Work required:
Copy the data below exactly. Any pictures in it should be omitted.

Provided entries:

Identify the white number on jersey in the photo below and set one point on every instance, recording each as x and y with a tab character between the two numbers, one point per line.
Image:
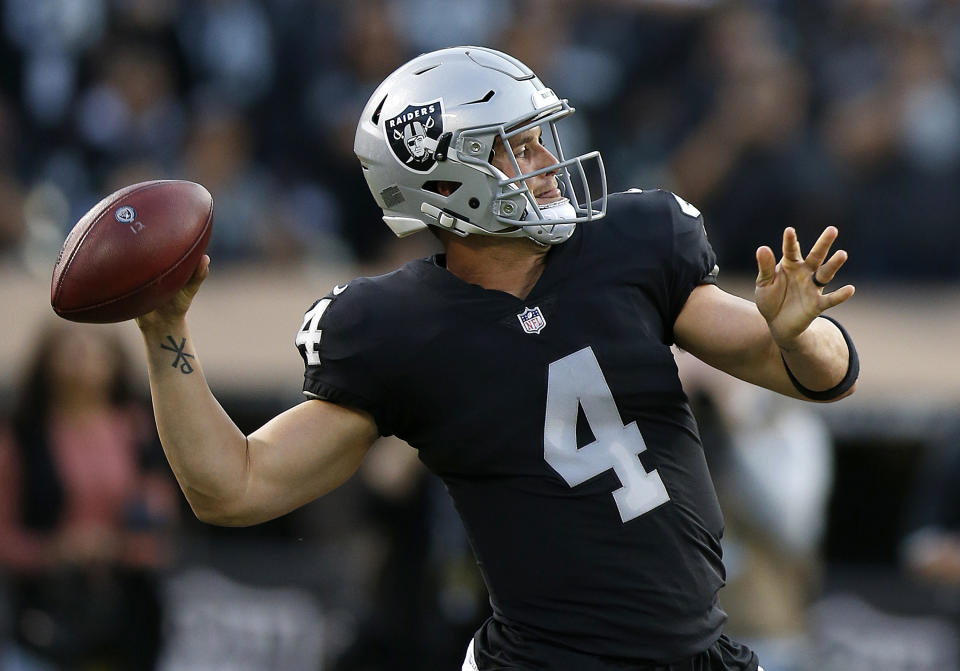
309	335
576	381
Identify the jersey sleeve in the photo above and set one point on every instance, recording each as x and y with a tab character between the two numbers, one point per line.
692	261
337	345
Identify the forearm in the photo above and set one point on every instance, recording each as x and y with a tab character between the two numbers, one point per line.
819	358
205	449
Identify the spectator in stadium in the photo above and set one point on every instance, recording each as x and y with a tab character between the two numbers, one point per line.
530	365
84	516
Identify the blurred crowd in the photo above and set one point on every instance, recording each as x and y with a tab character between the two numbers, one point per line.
761	112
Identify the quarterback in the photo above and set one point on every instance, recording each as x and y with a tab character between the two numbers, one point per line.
530	365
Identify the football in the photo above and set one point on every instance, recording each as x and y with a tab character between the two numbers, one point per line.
132	251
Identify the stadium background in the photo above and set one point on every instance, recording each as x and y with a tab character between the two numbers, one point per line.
763	113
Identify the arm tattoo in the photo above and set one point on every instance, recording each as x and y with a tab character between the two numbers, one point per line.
181	358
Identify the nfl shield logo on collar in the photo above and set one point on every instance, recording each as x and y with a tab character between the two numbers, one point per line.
532	320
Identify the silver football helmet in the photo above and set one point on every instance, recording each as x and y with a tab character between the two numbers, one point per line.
436	118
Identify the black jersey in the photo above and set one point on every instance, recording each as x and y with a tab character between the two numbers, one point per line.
558	424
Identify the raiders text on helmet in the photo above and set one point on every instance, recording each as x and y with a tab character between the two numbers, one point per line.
436	118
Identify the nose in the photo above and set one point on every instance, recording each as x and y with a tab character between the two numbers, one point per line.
545	157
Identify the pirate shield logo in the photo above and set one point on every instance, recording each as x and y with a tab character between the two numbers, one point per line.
413	135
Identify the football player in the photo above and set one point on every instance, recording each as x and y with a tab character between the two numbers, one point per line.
530	365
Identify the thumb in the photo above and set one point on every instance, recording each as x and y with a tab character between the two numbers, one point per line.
766	266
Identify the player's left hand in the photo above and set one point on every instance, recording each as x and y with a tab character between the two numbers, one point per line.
786	294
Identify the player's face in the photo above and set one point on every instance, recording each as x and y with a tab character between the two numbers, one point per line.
531	155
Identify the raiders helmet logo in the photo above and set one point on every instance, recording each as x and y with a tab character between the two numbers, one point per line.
413	135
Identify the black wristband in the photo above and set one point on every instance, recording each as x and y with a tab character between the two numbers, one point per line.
853	371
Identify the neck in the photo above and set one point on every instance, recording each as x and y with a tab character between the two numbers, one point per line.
511	265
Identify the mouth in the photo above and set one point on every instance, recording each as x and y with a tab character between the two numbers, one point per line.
548	195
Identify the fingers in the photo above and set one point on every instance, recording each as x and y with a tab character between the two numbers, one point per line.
791	246
821	248
826	272
766	266
200	273
837	297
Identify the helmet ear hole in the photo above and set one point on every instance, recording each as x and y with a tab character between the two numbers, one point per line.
445	188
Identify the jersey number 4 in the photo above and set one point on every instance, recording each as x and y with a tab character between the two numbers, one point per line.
577	381
308	337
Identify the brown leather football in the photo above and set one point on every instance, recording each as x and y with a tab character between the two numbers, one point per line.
132	251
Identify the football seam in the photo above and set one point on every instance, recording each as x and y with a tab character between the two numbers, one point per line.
76	248
155	280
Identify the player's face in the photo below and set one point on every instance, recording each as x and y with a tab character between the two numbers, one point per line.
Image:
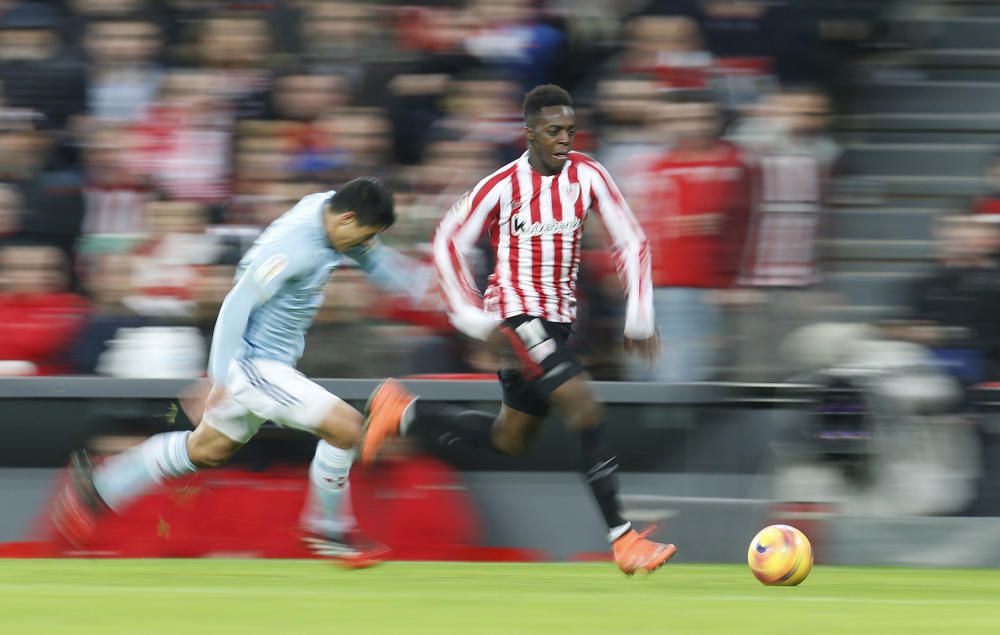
551	138
346	232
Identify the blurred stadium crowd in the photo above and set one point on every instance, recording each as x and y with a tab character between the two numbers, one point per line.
143	146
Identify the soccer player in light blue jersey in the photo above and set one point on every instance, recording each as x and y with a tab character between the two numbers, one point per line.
259	337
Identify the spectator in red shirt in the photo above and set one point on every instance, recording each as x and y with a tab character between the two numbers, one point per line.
39	317
696	204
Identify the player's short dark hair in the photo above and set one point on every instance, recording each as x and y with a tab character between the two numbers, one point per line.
367	197
542	97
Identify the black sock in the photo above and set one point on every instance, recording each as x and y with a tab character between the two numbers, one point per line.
599	467
447	423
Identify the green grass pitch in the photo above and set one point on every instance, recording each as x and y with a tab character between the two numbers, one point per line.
290	597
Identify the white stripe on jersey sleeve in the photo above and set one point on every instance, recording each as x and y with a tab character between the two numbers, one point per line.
459	229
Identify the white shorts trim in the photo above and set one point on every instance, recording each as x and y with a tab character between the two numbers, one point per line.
265	390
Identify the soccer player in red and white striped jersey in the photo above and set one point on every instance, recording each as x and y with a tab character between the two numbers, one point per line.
534	210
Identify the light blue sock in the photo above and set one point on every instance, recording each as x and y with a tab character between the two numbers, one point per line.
128	475
327	509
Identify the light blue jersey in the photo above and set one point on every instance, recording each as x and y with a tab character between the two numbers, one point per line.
279	287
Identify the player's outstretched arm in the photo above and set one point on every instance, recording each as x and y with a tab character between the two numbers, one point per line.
230	326
394	272
466	221
266	273
631	252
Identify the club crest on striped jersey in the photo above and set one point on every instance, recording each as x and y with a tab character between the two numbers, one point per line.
521	225
570	192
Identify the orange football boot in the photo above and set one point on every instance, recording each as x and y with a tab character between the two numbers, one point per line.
633	552
382	417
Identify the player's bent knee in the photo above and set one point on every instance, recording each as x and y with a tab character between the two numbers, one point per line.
510	444
210	448
342	426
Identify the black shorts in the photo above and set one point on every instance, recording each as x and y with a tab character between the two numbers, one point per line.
550	347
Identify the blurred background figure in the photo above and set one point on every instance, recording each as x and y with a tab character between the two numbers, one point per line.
795	157
41	318
694	208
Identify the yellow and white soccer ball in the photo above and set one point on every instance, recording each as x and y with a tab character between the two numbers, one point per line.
780	555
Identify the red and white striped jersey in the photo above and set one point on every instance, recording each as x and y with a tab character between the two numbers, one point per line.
535	224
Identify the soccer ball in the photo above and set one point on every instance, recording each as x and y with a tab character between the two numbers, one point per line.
780	555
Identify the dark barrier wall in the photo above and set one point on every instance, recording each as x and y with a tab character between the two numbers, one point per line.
685	428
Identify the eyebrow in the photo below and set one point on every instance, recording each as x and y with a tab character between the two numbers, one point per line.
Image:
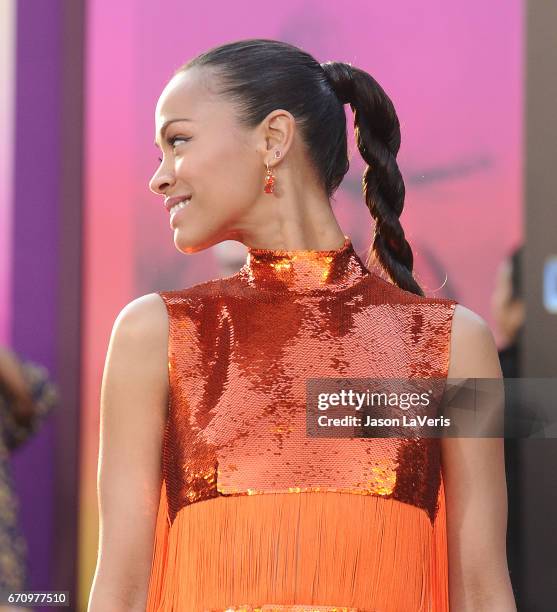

Response below:
Identify the white number on jersey in the photo below and set one point on every instance, recording each as x and y with a tab character between the two numbers, one point per line.
Image:
309	335
576	381
Identify the jersey sleeve in the photo above and set one point on every instance, recording each as x and y with a tab character between the two numbers, one point per line.
692	261
337	345
Identify the forearm in the photo above and set one point on every instance, recording each as x and y with a tab character between the two numbers, one point per line.
819	358
205	449
Identify the spectator in stadium in the photo above and set one point on every instance, recording each as x and y with a tab character between the two numbers, one point per line.
530	365
84	516
Identify the blurred crowd in the photo above and set one point on every instance, recording each as x and y with a tab character between the two numbers, one point per line.
761	112
Identify the quarterback in the photo above and set one point on every instance, recording each as x and y with a tab character between the two numbers, one point per line.
530	365
Identify the football in the photo above and set one point on every instance, recording each as x and y with a tab character between the two numbers, one point per line.
132	251
Identify the stadium background in the photo above and set one point on every instance, recording each as x and y with a tab character between the two numbers, one point per line.
763	113
Identify the arm tattoo in the photo above and set one point on every instance, recording each as x and y with a tab character between the two numbers, one point per line.
181	358
Identify the nfl shield logo on collar in the photo above and set one point on every instance, recording each as x and y with a tab character between the two numbers, one point per line.
532	320
Identify the silver football helmet in the photo above and set one point on every instance, recording each as x and y with a tab character between the two numbers, one point per line.
436	118
Identify the black jersey in the photo above and set one point on every instance, recording each as x and y with a tab character between the two numbers, one point per line.
558	424
Identify the raiders text on helmet in the photo above and set one point on every instance, recording each as x and y with a tab character between the two numbers, one point per line.
436	118
Identify the nose in the photo above and set one point on every instance, recording each as x and y with a tab character between the two numbers, one point per line.
545	157
Identify the pirate shield logo in the photo above and set one point on every instance, recording each as x and y with a tab character between the two numbers, one point per line.
413	135
Identify the football player in the photo above and set one point on every instance, recording each as x and y with a tab character between the two numbers, one point per line.
530	365
Identify the thumb in the photo above and set one point on every instance, recording each as x and y with a tab character between the two numbers, one point per line.
766	266
Identify the player's left hand in the photo above and set one point on every instance, recording each as x and y with a tab character between the two numbers, one point per line.
786	294
Identify the player's face in the photo above and set one point on every instance, recording each as x and y with a tab character between the two numbers, one point per line.
531	155
Identify the raiders helmet logo in the photo above and set one point on every instance, recording each as x and y with a tab character between the two numbers, one point per line.
413	135
Identify the black wristband in the photo above and set one point on every instance, recording each as x and y with a tab character between the two numbers, one point per line.
853	371
Identify the neck in the photo above and set one point on every instance, recording each as x and y with a tab character between the two numbers, one point per line.
511	265
Identify the mouth in the photo above and set one point on every instance, recording each as x and y with a tab character between the two numbers, one point per line.
548	195
Identify the fingers in the photo above and set one point on every instance, recording each as x and y with a tab character between the two numbers, one point per line.
791	246
821	248
826	272
766	266
200	273
837	297
Identify the helmet ear hole in the photo above and set one point on every instance, recording each as x and y with a tab character between the two numbers, one point per line.
445	188
Identify the jersey number 4 in the photo above and set one point on every instance, recording each as x and y with a tab character between the two numbers, one point per line.
577	381
308	337
Identify the brown leather football in the photo above and set one point on every instance, recording each as x and y with a tab character between the two numbers, one point per line.
132	251
Identify the football seam in the photo above and set one point on every instance, recording each as x and y with a tab character between the two numbers, one point per line.
76	248
155	280
Identify the player's face in the photo below and set one point on every instance, recording each as x and y with a tab character between the two numbers, one point per line.
Image:
551	138
346	232
Identify the blurred stadium crowd in the photo above and set one point on every instance, recording each as x and y with a tab character between the two numbers, one point per line.
143	146
Identify the soccer player in light blue jersey in the photo above and set one point on every instance, recording each as x and y with a tab character between the two numbers, one point per line.
259	337
Identify the spectator in red shirt in the photo above and set one point on every instance, recording each as x and y with a tab character between the two numbers, one point per line.
39	317
696	204
Identify the player's short dark hair in the photo above and set one point on every instance, recording each as x and y with a tab character between the two numbers, one point per line.
367	197
542	97
Identify the black sock in the photo above and set one point on every instance, recording each as x and y with a tab character between the two numbers, one point per line.
599	467
447	423
Identify the green grass pitch in the photo above and set one point on every instance, recording each as x and y with a tab character between the two numbers, one point per line.
290	597
Identify the white stripe on jersey sleeve in the photo above and set one point on every instance, recording each as x and y with a tab character between the two numbers, one point per line.
459	229
Identify the white shorts trim in the photo above and set one point on every instance, recording each as x and y with a tab character between the two numbers, one point per line.
265	390
Identify the soccer player in red and white striped jersey in the photo above and set one point on every instance, recording each as x and y with a tab character between the two numbers, one point per line.
534	210
Identify the light blue sock in the photo above and set one point on every instance, recording each as x and y with a tab character between the two numbers, one point per line.
128	475
327	509
Identify the light blue jersey in the photo above and set one point on every instance, recording each as x and y with a tab character between the two numbers, one point per line.
279	287
Identify the player's outstretched arm in the photo above and set one point on every instance, recording each as x and y with a tab character between the two numbers, one point per line.
230	326
394	272
466	221
266	273
631	252
Identify the club crest on striped jersey in the photo above and set one point on every instance, recording each as x and y with a tab character between the two numbers, one point per line.
521	225
570	192
Identify the orange football boot in the photo above and set one point on every instance, recording each as x and y with a tab character between the two numbers, one point per line.
633	552
382	417
Identify the player's bent knee in the photo above and set one point on every instance, recording each as x and y with a tab character between the two numbers, one point per line.
510	444
210	448
342	426
Identify the black shorts in the photo above and set one point on every instance, recording each as x and y with a tab character between the two numbers, one point per line.
550	347
Identify the blurred background figure in the photo above and set one point on every instance, recording each as x and y with a tab character between the two numbers, one point per line.
795	157
41	318
694	208
Identify the yellow and white soccer ball in the photo above and set one point on every instance, recording each as x and y with a tab character between the two numbers, one point per line.
780	555
Identify the red and white striped jersey in the photo above and set one point on every instance, recording each as x and y with a tab character between the two numbers, one point per line.
535	224
Identify the soccer ball in the photo above and set one point on every instance, recording each as x and y with a tab character between the two numbers, one point per line.
780	555
Identify the dark barrier wall in the photo above and set one point on every instance, recording each as x and y with a tab character between the two numbers, one point per line.
685	428
Identify the eyebrow in the photo below and set one point on every instance, recording each as x and y with a tab character between the two numbers, one point per line.
Image:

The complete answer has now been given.